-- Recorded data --
++++++++
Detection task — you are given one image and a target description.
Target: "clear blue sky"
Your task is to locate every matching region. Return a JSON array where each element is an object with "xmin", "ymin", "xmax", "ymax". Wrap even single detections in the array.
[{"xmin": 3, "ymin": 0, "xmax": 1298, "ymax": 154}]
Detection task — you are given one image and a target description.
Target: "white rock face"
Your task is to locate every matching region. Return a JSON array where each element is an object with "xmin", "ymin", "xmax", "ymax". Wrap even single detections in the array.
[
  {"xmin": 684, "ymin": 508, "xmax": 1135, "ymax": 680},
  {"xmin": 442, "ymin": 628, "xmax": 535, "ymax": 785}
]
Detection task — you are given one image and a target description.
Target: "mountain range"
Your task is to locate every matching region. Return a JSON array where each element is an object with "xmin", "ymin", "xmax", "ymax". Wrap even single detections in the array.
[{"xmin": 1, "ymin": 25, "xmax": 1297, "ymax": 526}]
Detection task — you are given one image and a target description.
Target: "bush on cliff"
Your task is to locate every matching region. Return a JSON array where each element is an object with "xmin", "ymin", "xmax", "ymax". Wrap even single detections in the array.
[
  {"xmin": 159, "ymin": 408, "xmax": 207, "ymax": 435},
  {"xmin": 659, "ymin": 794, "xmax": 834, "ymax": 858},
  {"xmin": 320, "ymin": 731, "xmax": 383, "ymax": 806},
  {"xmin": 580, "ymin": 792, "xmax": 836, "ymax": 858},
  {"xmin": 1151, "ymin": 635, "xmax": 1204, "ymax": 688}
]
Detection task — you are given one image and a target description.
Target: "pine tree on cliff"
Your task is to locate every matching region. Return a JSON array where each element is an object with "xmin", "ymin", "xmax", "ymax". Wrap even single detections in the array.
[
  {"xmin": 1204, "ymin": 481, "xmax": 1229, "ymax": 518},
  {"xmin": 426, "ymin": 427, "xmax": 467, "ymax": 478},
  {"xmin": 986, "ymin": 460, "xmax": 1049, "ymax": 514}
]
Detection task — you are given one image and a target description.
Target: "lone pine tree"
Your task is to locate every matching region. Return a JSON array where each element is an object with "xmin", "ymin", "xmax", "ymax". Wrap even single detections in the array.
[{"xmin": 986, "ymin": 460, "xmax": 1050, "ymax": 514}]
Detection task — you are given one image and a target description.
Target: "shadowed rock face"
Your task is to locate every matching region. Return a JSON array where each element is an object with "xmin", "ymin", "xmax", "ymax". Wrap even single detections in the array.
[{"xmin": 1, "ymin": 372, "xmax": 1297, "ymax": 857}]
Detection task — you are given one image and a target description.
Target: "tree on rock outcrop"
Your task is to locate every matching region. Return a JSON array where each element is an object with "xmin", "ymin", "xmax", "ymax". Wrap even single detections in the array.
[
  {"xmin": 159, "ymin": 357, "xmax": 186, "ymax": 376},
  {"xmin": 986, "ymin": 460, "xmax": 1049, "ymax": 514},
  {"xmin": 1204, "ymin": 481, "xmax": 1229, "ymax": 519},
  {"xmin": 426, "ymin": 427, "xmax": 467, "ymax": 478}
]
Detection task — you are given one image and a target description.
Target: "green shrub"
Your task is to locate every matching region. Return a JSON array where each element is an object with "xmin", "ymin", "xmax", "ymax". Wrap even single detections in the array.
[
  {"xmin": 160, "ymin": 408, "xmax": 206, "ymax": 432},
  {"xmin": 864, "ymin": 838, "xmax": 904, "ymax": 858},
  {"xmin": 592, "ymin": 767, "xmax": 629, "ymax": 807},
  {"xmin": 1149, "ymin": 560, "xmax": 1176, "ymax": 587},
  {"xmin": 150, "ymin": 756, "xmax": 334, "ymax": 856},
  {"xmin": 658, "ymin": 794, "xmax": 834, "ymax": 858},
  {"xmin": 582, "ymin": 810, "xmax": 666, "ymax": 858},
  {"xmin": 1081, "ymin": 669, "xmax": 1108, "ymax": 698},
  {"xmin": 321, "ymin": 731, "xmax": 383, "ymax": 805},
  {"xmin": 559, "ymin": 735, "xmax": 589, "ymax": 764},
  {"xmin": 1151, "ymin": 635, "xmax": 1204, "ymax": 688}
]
++++++++
-- Exercise prompt --
Could you copy every line from the records that has "rock" in it?

-- Result of this exercise --
Target: "white rock face"
Target: "shadowed rock face"
Target: "tree on rock outcrop"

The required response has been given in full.